■ **Task**
Begin at the line that has "positive clicks: (746, 342) (749, 342)", stop after the line that has "positive clicks: (489, 24) (532, 14)", and print exactly those lines from the records below, without any pictures.

Extracted records: Begin

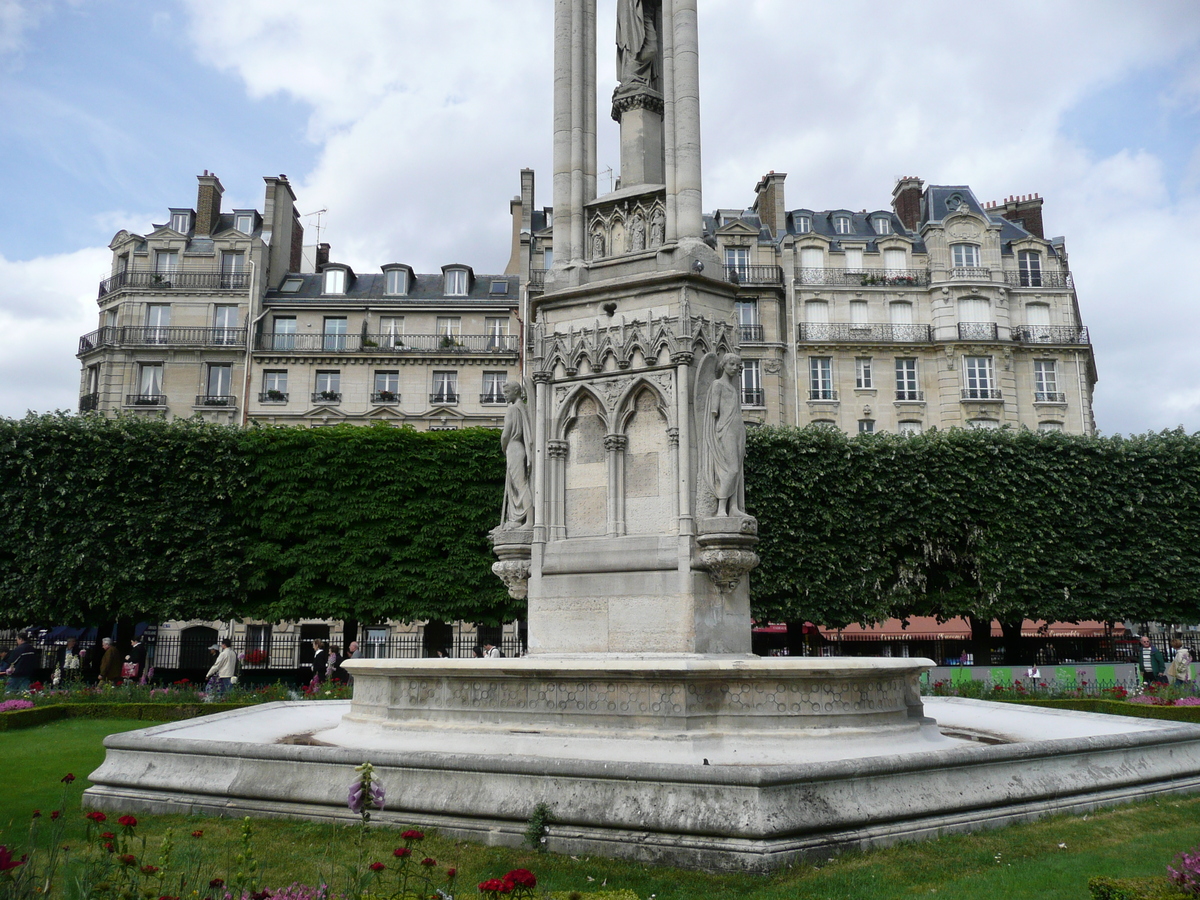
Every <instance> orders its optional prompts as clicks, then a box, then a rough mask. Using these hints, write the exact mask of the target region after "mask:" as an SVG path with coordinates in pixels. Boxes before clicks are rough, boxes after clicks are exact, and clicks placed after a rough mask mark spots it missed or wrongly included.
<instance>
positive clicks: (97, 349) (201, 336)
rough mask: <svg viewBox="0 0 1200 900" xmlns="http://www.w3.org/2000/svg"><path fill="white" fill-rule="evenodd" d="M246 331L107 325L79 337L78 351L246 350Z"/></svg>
mask: <svg viewBox="0 0 1200 900" xmlns="http://www.w3.org/2000/svg"><path fill="white" fill-rule="evenodd" d="M245 346H246V329H244V328H179V326H175V325H164V326H160V325H106V326H104V328H101V329H97V330H96V331H92V332H91V334H88V335H84V336H83V337H80V338H79V352H78V354H77V355H79V356H82V355H83V354H85V353H91V352H92V350H98V349H102V348H104V347H245Z"/></svg>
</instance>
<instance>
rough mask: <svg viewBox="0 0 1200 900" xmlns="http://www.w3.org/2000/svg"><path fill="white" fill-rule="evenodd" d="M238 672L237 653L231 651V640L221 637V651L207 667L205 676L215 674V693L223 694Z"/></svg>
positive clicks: (210, 677) (229, 684)
mask: <svg viewBox="0 0 1200 900" xmlns="http://www.w3.org/2000/svg"><path fill="white" fill-rule="evenodd" d="M236 673H238V654H236V653H234V652H233V642H232V641H230V640H229V638H228V637H222V638H221V653H218V654H217V659H216V661H215V662H214V664H212V666H211V668H209V671H208V674H205V676H204V677H205V678H211V677H212V676H216V678H217V694H218V695H221V696H224V694H226V692H227V691H228V690H229V686H230V685H232V684H233V677H234V676H235V674H236Z"/></svg>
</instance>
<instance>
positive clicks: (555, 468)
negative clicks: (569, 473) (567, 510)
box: [547, 440, 570, 541]
mask: <svg viewBox="0 0 1200 900" xmlns="http://www.w3.org/2000/svg"><path fill="white" fill-rule="evenodd" d="M568 446H570V444H568V442H565V440H551V442H548V444H547V454H548V456H550V540H552V541H560V540H565V539H566V503H565V500H566V493H565V490H566V449H568Z"/></svg>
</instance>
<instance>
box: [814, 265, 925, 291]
mask: <svg viewBox="0 0 1200 900" xmlns="http://www.w3.org/2000/svg"><path fill="white" fill-rule="evenodd" d="M796 282H797V283H798V284H842V286H848V287H858V288H887V287H913V288H919V287H924V286H926V284H929V271H928V270H925V269H809V268H804V266H797V269H796Z"/></svg>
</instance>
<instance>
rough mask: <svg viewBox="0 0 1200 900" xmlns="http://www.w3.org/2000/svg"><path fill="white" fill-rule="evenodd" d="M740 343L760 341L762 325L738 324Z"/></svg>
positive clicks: (746, 342) (749, 342)
mask: <svg viewBox="0 0 1200 900" xmlns="http://www.w3.org/2000/svg"><path fill="white" fill-rule="evenodd" d="M738 330H739V331H740V332H742V343H762V325H738Z"/></svg>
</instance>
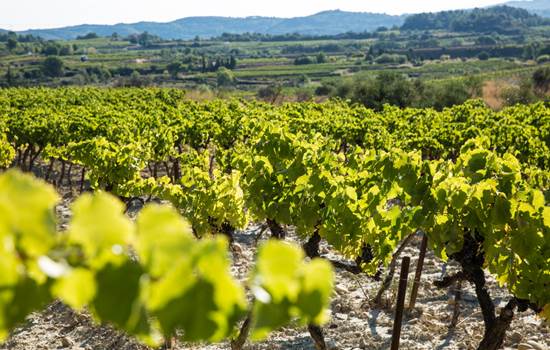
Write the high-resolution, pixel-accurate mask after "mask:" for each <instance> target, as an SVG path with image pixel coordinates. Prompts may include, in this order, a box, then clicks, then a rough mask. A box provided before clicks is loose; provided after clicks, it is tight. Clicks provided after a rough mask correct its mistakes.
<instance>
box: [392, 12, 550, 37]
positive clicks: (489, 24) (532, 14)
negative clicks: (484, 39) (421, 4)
mask: <svg viewBox="0 0 550 350" xmlns="http://www.w3.org/2000/svg"><path fill="white" fill-rule="evenodd" d="M548 23H550V20H548V19H545V18H542V17H540V16H538V15H536V14H532V13H530V12H529V11H527V10H525V9H521V8H516V7H510V6H494V7H489V8H476V9H473V10H455V11H442V12H436V13H420V14H416V15H411V16H409V17H407V19H406V20H405V23H404V24H403V26H402V27H401V28H402V29H403V30H438V29H443V30H449V31H454V32H476V33H492V32H496V33H501V34H515V33H519V32H521V31H522V30H524V29H526V28H528V27H532V26H538V25H543V24H548Z"/></svg>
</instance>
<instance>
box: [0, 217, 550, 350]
mask: <svg viewBox="0 0 550 350" xmlns="http://www.w3.org/2000/svg"><path fill="white" fill-rule="evenodd" d="M59 214H60V216H61V218H62V220H64V219H66V218H68V217H69V216H70V213H69V212H68V210H67V209H66V208H61V209H60V210H59ZM64 221H66V220H64ZM259 231H260V228H259V227H258V226H252V227H250V228H249V229H248V230H246V231H244V232H238V233H237V235H236V245H235V247H234V249H233V253H232V254H233V267H232V272H233V273H234V275H235V276H236V277H237V278H238V279H240V280H242V281H243V282H244V281H246V277H247V275H248V273H249V271H250V269H251V267H252V266H253V261H254V255H255V252H256V240H255V238H256V236H257V235H258V233H259ZM262 239H263V238H262ZM289 240H290V241H295V242H297V241H298V239H297V237H296V236H295V235H293V234H292V233H291V234H290V238H289ZM419 245H420V239H419V238H418V237H416V238H415V240H414V241H413V243H412V244H411V245H410V246H409V247H407V248H406V250H405V252H404V255H407V256H410V257H411V259H412V261H411V270H412V271H413V272H412V274H411V276H410V280H411V281H410V283H409V290H410V284H411V283H412V277H413V275H414V268H415V266H416V259H417V255H418V246H419ZM321 253H322V255H325V256H328V257H330V258H331V259H339V257H338V256H337V255H335V254H334V253H333V250H332V249H331V248H330V247H328V246H327V245H325V244H322V246H321ZM442 267H443V262H441V261H440V260H438V259H436V258H435V257H434V256H433V254H430V253H428V255H427V257H426V261H425V266H424V272H423V276H422V282H421V287H420V292H419V297H418V301H417V307H416V308H415V309H414V310H412V311H411V312H408V313H407V314H406V315H405V318H404V321H403V329H402V334H401V349H419V350H422V349H425V350H428V349H429V350H431V349H438V350H440V349H453V350H454V349H475V347H476V345H477V344H478V343H479V341H480V340H481V337H482V333H483V320H482V316H481V312H480V309H479V308H478V305H477V300H476V298H475V292H474V290H473V288H472V287H471V286H469V285H466V284H464V285H463V287H464V288H463V301H462V302H461V303H460V317H459V320H458V325H457V326H456V328H455V329H454V330H449V324H450V322H451V318H452V314H453V308H454V307H453V292H452V290H447V289H438V288H436V287H434V286H433V281H434V280H437V279H439V278H440V276H441V273H442ZM456 270H457V267H456V266H454V265H452V264H450V265H449V266H447V273H452V272H453V271H456ZM397 271H399V266H398V268H397ZM379 284H380V282H377V281H374V280H373V279H372V278H370V277H368V276H365V275H354V274H351V273H349V272H347V271H344V270H341V269H336V281H335V293H334V297H333V300H332V303H331V312H332V317H331V321H330V322H329V323H328V324H326V325H325V326H324V328H323V329H324V332H325V339H326V342H327V345H328V347H329V349H343V350H355V349H388V348H389V346H390V342H391V329H392V324H393V310H392V308H391V306H392V305H394V303H395V299H396V298H395V295H396V284H397V278H395V281H394V284H393V285H392V287H391V288H390V290H389V291H388V293H387V295H386V298H385V307H384V308H381V309H377V308H369V307H368V306H366V305H368V303H366V301H367V300H371V299H372V298H373V297H374V295H375V294H376V292H377V290H378V287H379ZM488 286H489V291H490V293H491V296H492V297H493V299H494V300H495V304H496V305H497V307H502V306H504V305H505V304H506V302H507V300H508V298H509V294H508V293H507V291H506V290H505V289H503V288H500V287H499V286H498V285H497V283H496V281H495V280H494V279H492V278H489V280H488ZM407 298H408V296H407ZM407 300H408V299H407ZM228 348H229V344H227V343H221V344H198V345H197V344H194V345H189V344H182V343H178V344H177V349H209V350H218V349H228ZM245 348H246V349H254V350H268V349H269V350H271V349H292V350H297V349H312V350H313V349H315V347H314V345H313V342H312V340H311V338H310V336H309V333H308V332H307V329H305V328H301V327H286V328H284V329H281V330H279V331H277V332H274V333H272V335H271V336H270V337H269V339H267V340H265V341H263V342H259V343H248V344H247V345H246V347H245ZM0 349H1V350H4V349H10V350H34V349H37V350H38V349H67V350H100V349H101V350H119V349H120V350H148V349H149V348H147V347H146V346H143V345H140V344H139V343H137V342H136V341H135V340H133V339H132V338H130V337H128V336H126V335H125V334H123V333H121V332H118V331H116V330H114V329H112V328H111V327H108V326H98V325H95V324H94V323H93V322H92V319H91V317H90V316H89V315H87V314H85V313H84V314H78V313H75V312H73V311H71V310H70V309H69V308H67V307H66V306H64V305H63V304H61V303H59V302H56V303H53V304H51V305H49V306H48V307H47V308H46V309H45V310H43V311H42V312H40V313H35V314H32V315H31V316H30V317H29V318H28V319H27V322H26V324H24V325H22V326H21V327H20V328H18V329H16V330H15V331H14V332H13V334H12V335H11V337H10V338H9V339H8V341H7V342H6V343H5V344H2V345H0ZM505 349H521V350H528V349H535V350H550V327H549V326H548V325H545V324H544V323H543V321H542V320H541V319H539V318H537V316H536V315H535V314H534V313H533V312H525V313H520V314H516V317H515V319H514V321H513V323H512V326H511V328H510V331H509V332H508V334H507V337H506V342H505Z"/></svg>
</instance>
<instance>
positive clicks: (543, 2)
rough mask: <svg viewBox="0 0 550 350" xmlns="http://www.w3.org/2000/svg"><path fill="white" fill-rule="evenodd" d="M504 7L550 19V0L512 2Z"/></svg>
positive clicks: (537, 0)
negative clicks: (519, 10) (526, 10)
mask: <svg viewBox="0 0 550 350" xmlns="http://www.w3.org/2000/svg"><path fill="white" fill-rule="evenodd" d="M503 5H506V6H512V7H518V8H522V9H525V10H527V11H529V12H531V13H534V14H537V15H539V16H542V17H550V0H531V1H510V2H506V3H504V4H503Z"/></svg>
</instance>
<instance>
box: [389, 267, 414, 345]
mask: <svg viewBox="0 0 550 350" xmlns="http://www.w3.org/2000/svg"><path fill="white" fill-rule="evenodd" d="M410 263H411V258H410V257H408V256H406V257H404V258H403V260H402V262H401V274H400V275H399V290H398V292H397V304H396V306H395V319H394V321H393V332H392V341H391V350H398V349H399V338H400V337H401V324H402V322H403V309H404V307H405V294H406V293H407V280H408V277H409V265H410Z"/></svg>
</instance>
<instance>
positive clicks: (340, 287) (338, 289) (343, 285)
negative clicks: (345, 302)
mask: <svg viewBox="0 0 550 350" xmlns="http://www.w3.org/2000/svg"><path fill="white" fill-rule="evenodd" d="M334 289H335V290H336V292H337V293H338V294H340V295H346V294H348V293H349V290H348V289H347V288H346V287H344V285H342V284H337V285H336V287H334Z"/></svg>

Extracted records: End

■ **Answer to the exercise**
positive clicks: (746, 342) (749, 342)
mask: <svg viewBox="0 0 1200 900" xmlns="http://www.w3.org/2000/svg"><path fill="white" fill-rule="evenodd" d="M738 330H739V331H740V332H742V343H762V325H738Z"/></svg>
</instance>
Write the high-resolution, pixel-accurate mask after "mask:" for each <instance> target, as an SVG path with image pixel coordinates. Prompts may include, in this order, a box, then clicks, then a rough mask. A box provided before clicks is loose; provided after clicks, it is tight. Clicks provided after a rough mask correct its mistakes.
<instance>
box: [392, 12, 550, 37]
positive clicks: (489, 24) (532, 14)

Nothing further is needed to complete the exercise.